PROMPT:
Reproduce every line of the listing below word for word, omitting the pictures.

== LISTED RECORDS

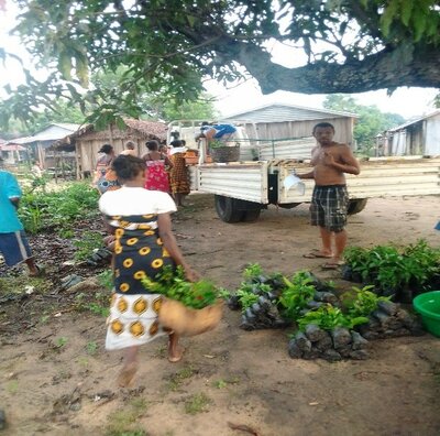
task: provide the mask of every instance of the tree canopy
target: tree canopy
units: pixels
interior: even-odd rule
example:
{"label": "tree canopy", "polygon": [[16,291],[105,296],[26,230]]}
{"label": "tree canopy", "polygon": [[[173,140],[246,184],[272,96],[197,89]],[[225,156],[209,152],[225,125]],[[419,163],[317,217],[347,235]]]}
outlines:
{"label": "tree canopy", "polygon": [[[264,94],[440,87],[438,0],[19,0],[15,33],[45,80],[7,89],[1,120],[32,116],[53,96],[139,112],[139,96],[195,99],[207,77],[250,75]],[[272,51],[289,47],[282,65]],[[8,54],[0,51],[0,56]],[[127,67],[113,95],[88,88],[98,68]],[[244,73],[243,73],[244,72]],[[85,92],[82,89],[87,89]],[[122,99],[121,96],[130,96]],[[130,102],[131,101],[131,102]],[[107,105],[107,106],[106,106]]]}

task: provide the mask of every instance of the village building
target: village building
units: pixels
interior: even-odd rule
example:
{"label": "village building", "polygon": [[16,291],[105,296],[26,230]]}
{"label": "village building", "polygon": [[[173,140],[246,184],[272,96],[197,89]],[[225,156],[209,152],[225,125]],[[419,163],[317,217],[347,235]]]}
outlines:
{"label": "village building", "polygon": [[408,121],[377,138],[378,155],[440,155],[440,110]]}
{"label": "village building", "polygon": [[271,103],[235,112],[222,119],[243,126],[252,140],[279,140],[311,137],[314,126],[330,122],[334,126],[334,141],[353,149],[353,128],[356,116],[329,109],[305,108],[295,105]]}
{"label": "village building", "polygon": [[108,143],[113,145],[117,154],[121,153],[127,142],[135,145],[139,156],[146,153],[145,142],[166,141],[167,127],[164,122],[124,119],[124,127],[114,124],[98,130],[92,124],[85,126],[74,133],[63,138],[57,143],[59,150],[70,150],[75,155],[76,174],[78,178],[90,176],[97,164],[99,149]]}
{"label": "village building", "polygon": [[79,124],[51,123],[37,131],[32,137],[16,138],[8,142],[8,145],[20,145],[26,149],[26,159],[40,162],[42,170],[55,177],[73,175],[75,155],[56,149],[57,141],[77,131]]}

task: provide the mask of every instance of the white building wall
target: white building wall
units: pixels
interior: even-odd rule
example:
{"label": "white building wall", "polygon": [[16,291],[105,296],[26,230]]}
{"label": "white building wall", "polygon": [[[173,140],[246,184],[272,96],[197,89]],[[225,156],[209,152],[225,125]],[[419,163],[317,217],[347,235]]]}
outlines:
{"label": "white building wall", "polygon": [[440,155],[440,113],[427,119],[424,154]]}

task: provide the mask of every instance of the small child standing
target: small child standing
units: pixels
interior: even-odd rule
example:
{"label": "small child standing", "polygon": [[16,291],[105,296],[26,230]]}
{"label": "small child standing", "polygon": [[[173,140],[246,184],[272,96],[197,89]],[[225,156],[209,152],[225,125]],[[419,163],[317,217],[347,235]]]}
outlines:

====

ANSWER FOR THE TASK:
task: provide the mask of every instance of the tree canopy
target: tree canopy
units: pixels
interior: even-odd rule
example:
{"label": "tree canopy", "polygon": [[16,291],[105,296],[26,230]]}
{"label": "tree canopy", "polygon": [[[173,140],[246,184],[272,96],[197,89]],[[225,156],[209,152],[225,125]],[[419,163],[317,217],[347,235]]]}
outlines:
{"label": "tree canopy", "polygon": [[[264,94],[440,87],[438,0],[19,0],[15,33],[45,80],[7,89],[1,120],[32,116],[53,96],[139,112],[139,96],[195,99],[207,77],[250,75]],[[272,51],[289,47],[282,65]],[[8,54],[0,51],[0,56]],[[127,67],[113,95],[88,88],[98,68]],[[244,73],[243,73],[244,72]],[[85,92],[82,89],[87,89]],[[122,99],[121,96],[130,96]],[[130,102],[131,101],[131,102]],[[107,105],[107,106],[106,106]]]}

task: provide the mask of every instance of the village building
target: village building
units: pixels
interior: even-odd rule
example:
{"label": "village building", "polygon": [[16,291],[105,296],[26,230]]}
{"label": "village building", "polygon": [[[173,140],[246,184],[272,96],[197,89]],[[225,156],[209,152],[225,125]],[[419,163],[317,217],[347,235]]]}
outlines:
{"label": "village building", "polygon": [[408,121],[377,138],[378,155],[440,155],[440,110]]}
{"label": "village building", "polygon": [[271,103],[235,112],[222,119],[243,126],[252,140],[279,140],[311,137],[314,126],[330,122],[334,126],[334,141],[353,149],[353,128],[356,116],[329,109],[305,108],[295,105]]}
{"label": "village building", "polygon": [[108,143],[113,145],[117,154],[121,153],[127,142],[135,145],[139,156],[146,153],[145,142],[166,141],[167,127],[164,122],[124,119],[124,127],[114,124],[98,130],[92,124],[85,126],[74,133],[63,138],[57,143],[59,150],[70,150],[75,155],[76,174],[78,178],[90,176],[97,164],[99,149]]}
{"label": "village building", "polygon": [[79,124],[51,123],[37,131],[32,137],[16,138],[8,142],[8,145],[20,145],[26,149],[26,159],[40,162],[42,170],[55,177],[73,175],[75,155],[56,149],[57,141],[77,131]]}

task: provide the mask of every instance of the white building wall
target: white building wall
units: pixels
interior: even-odd rule
example:
{"label": "white building wall", "polygon": [[16,291],[105,296],[26,230]]}
{"label": "white building wall", "polygon": [[[173,140],[246,184],[272,96],[197,89]],[[225,156],[209,152],[225,125]],[[419,163],[317,217],[347,235]]]}
outlines:
{"label": "white building wall", "polygon": [[440,155],[440,113],[427,119],[424,154]]}

task: provide the mask of every instance of the small child standing
target: small child standing
units: pixels
interior: even-odd rule
example:
{"label": "small child standing", "polygon": [[16,291],[105,296],[26,230]]}
{"label": "small child standing", "polygon": [[[173,140],[246,184],[272,96],[197,89]],[[225,156],[209,152],[225,125]],[[419,163],[317,217],[347,235]]]}
outlines:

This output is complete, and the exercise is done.